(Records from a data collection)
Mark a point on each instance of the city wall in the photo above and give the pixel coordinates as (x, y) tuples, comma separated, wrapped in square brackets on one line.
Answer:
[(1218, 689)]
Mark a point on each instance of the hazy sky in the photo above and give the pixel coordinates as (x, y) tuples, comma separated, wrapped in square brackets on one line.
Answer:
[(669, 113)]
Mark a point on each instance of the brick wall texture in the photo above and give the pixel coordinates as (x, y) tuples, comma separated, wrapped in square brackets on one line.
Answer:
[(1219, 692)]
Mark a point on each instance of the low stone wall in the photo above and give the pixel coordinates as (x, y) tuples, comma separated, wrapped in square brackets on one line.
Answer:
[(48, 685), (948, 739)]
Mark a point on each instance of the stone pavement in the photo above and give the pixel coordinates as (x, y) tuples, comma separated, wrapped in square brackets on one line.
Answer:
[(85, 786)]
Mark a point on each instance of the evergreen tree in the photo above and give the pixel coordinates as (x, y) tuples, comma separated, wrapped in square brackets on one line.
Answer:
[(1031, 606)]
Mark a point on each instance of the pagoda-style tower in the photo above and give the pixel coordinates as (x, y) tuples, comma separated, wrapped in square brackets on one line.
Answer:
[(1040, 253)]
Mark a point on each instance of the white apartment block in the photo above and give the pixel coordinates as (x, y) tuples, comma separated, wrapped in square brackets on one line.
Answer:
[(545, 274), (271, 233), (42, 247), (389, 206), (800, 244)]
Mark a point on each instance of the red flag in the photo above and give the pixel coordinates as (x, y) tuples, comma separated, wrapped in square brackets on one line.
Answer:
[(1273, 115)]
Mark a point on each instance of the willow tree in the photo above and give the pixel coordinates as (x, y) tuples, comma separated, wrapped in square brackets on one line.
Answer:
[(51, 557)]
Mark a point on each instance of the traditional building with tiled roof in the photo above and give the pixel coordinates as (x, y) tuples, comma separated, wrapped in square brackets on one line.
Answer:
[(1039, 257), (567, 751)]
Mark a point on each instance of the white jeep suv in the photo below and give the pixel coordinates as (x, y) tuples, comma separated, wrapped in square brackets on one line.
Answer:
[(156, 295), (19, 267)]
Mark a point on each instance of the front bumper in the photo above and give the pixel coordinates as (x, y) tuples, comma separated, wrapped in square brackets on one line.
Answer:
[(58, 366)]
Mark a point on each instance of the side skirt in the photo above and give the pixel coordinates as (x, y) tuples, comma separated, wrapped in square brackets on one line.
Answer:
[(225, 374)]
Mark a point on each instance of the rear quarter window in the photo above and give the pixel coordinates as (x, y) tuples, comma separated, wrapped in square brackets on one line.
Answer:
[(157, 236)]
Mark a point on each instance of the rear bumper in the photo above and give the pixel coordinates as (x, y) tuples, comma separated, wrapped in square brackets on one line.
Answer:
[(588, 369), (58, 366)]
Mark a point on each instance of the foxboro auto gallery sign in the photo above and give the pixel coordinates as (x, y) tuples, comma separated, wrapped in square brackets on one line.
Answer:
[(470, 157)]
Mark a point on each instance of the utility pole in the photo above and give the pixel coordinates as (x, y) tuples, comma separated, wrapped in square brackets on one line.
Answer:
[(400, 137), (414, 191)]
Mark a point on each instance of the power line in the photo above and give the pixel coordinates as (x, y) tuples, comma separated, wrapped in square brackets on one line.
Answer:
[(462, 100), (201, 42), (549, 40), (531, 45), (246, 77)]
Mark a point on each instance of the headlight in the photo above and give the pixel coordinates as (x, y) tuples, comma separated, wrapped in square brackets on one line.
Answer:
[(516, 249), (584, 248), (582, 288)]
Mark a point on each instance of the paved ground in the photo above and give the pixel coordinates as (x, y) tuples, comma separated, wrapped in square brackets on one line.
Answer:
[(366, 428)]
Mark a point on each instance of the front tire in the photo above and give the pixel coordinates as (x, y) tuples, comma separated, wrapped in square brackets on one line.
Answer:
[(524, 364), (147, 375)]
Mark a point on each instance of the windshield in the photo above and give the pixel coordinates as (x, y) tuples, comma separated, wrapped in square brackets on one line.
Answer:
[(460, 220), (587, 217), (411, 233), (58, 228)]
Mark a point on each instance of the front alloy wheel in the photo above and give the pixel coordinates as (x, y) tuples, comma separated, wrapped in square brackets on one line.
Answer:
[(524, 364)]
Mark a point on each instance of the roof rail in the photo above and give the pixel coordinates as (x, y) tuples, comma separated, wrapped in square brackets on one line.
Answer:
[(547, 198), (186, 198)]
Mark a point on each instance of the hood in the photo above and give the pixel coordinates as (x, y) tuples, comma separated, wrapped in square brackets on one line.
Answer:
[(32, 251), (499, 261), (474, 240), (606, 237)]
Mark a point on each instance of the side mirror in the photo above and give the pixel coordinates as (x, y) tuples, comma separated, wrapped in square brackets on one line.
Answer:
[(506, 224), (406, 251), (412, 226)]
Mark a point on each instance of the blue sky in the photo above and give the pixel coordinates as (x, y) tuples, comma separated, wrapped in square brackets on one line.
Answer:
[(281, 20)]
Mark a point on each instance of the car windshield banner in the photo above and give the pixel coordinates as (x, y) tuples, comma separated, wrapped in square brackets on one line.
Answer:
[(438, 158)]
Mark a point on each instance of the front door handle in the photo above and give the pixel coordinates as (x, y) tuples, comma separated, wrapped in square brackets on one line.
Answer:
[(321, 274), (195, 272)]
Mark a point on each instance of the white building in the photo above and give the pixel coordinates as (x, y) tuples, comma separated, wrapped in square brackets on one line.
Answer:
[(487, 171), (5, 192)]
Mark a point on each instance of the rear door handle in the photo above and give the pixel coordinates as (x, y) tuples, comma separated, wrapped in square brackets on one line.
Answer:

- **GIVEN REQUEST**
Output the lines above as a numbered list, leaving out any blank lines.

- **REPLY**
1. Mark a point on each instance of the city wall in the photo above and give the pixel coordinates as (x, y) tuples, comma separated, wrapped in square brackets on one line.
2. Answer:
3. [(1218, 689)]
4. Mark a point on each instance of the hazy sky in the photo above and give the pixel coordinates as (x, y) tuples, comma separated, wrapped in square brackets on one line.
5. Answer:
6. [(669, 113)]
7. Mark a point on each instance of the brick wall texture in the photo above and give the pixel coordinates as (x, y) tuples, comma separated, wrapped in square brackets on one line.
8. Answer:
9. [(1219, 692)]
10. Mark a point on each instance of the low stone wall in the photo above and give the pixel coordinates as (x, y) tuples, comma separated, wrapped in square brackets on one line.
11. Answer:
12. [(48, 685), (948, 739)]
13. Mark a point on each instance of the stone pavement in the photo above and give the pixel coordinates as (x, y) tuples, comma separated, wrapped in square brackets on one line.
14. Answer:
15. [(85, 786)]
16. Mark a point on each instance of the evergreen tree in the photo above and give the pixel coordinates as (x, y) tuples, comma separated, wrapped in square brackets on one line.
17. Answer:
18. [(1031, 606)]
19. Mark a point on each instance of the pagoda-style tower in the photo above and give the pixel coordinates as (x, y) tuples, comma separated, wrapped in square brackets on one line.
20. Answer:
21. [(1040, 253)]
22. Mark a point on each instance of the white apartment block in the photo above and give the pixel coordinates as (x, y) tuples, comma separated, wrapped in square brackets on one line.
23. Answer:
24. [(545, 274), (271, 233), (42, 247), (389, 206), (800, 244)]
25. Mark a point on each instance of the red flag in the photo above and give the pixel coordinates as (x, y) tuples, comma separated, wrapped in square brackets on one line.
26. Answer:
27. [(1273, 115)]
28. Mark a point on each instance of the willow tree in the photo above and give the pixel coordinates as (x, y) tuples, comma separated, wrapped in square brackets on one line.
29. Answer:
30. [(51, 557)]
31. Mark a point on each instance of the traditional building with tiled roof in the photo above and give the pixel coordinates as (x, y) tuples, comma separated, wrapped in square brackets on one line.
32. Answer:
33. [(1039, 257), (567, 751)]
34. Mark a point on each instance of the white jeep suv in the photo below and give the pixel coordinates as (x, y) tuples, comma separated, wrapped in square brackets on one line.
35. Answer:
36. [(156, 295), (19, 267)]
37. Mark a point on each instance of the front bumper in the photo above and give the pixel coordinates as (x, y) tuples, comma separated, wrapped in square brackets on one line.
38. Answer:
39. [(58, 366)]
40. Mark a point on each instance of the side skirt in the photo above and give the pixel coordinates as (x, y) tuples, comma separated, wrapped in square brackets on one line.
41. Answer:
42. [(225, 374)]
43. Mark a point on each instance of the rear quarter window in the photo above and give the pixel coordinates as (x, y) tuples, comma separated, wrapped in square brackets on one line.
44. Answer:
45. [(157, 236)]
46. Mark a point on each instance of the rear bumper in the photo above and give the pixel coordinates as (x, y) tuples, comma separated, wrapped in square brackets on one line.
47. Answer:
48. [(588, 369), (58, 366)]
49. Mark a point on each instance of the foxboro auto gallery sign in the photo above and give the pixel coordinates as (x, y) tuples, comma separated, wrapped in square brackets on one line.
50. Answer:
51. [(470, 157)]
52. Mark a point on each instance of the utility pole in the photo above and give the pixel coordinates as (x, y) tuples, comma separated, wrapped in square brackets on one line.
53. Answer:
54. [(400, 137), (414, 191)]
55. Mark a point on each instance of the power line in the photo above and give the pixel coordinates as (x, y) tuples, comma separated, wrapped in square brackets on one line.
56. Answer:
57. [(462, 100), (201, 42), (549, 40), (531, 45), (246, 77)]
58. Mark a point on each instance of the headlight in the photo above and give the pixel coordinates as (x, y) tuples, comma separated, wrapped in square brackets on one line.
59. Answer:
60. [(516, 249), (584, 248), (582, 288)]
61. Mark a point on each instance of the paved ground in the photo above and give the pixel coordinates as (x, y) tuples, comma separated, wrapped in square brackets on one line.
62. Answer:
63. [(366, 428)]
64. Mark a point on each instance of the front tire in the photo above and give the pixel coordinates as (x, y) tuples, comma separated, wrapped in square brackets on one line.
65. Answer:
66. [(524, 364), (147, 375)]
67. Mark a point on each instance of the windshield in the photo above and give the pixel coordinates as (x, y) tuples, comma separated, wrapped in square brackets on one line.
68. Answer:
69. [(460, 220), (587, 217), (411, 233), (58, 228)]
70. Mark a point on each instance of the front alloy wheel in the photo above and give the pixel coordinates as (x, y) tuples, comma separated, wrapped in square brackets on one line.
71. Answer:
72. [(524, 364)]
73. Mark a point on each instance of the roof rail in the photo above and give the pixel coordinates as (x, y) tuples, comma separated, wrapped in square brackets on one line.
74. Answer:
75. [(547, 198), (186, 198)]
76. Mark a point on each instance of the hood in the photo above and give the pixel coordinates as (x, y) tuples, comma separated, wrapped in square brackets on one line.
77. Answer:
78. [(32, 251), (499, 261), (474, 240), (606, 237)]
79. Mark a point on each instance of the side mirror in the photo above and give the pixel coordinates as (x, y) tuples, comma separated, wrapped in square brackets on one line.
80. Answer:
81. [(506, 224), (406, 251), (412, 226)]
82. Mark a point on each instance of the blue sky in the photo above and give the pixel coordinates as (x, y) tuples, comma separated, wrapped in square brackets on one line.
83. Answer:
84. [(281, 20)]
85. Mark a point on each instance of the car windshield banner in the photo above and give the pixel coordinates as (x, y) tuples, comma separated, wrapped in square brackets on one line.
86. Answer:
87. [(438, 158)]
88. Mark a point on each instance of the front door handle in the photo above and give the pixel coordinates as (x, y) tuples, comma separated, wrapped in square brackets on one line.
89. Answer:
90. [(321, 274), (195, 272)]
91. Mark a point on each instance of the white building in the photo above and give the pixel coordinates as (x, y) tuples, comma separated, wrapped in square brackets on one line.
92. Answer:
93. [(487, 171), (5, 192)]
94. Mark a point on each instance of the rear door handle in the photo above and give the pixel coordinates as (x, y) tuples, comma separated, wrapped in square brackets on one line.
95. Answer:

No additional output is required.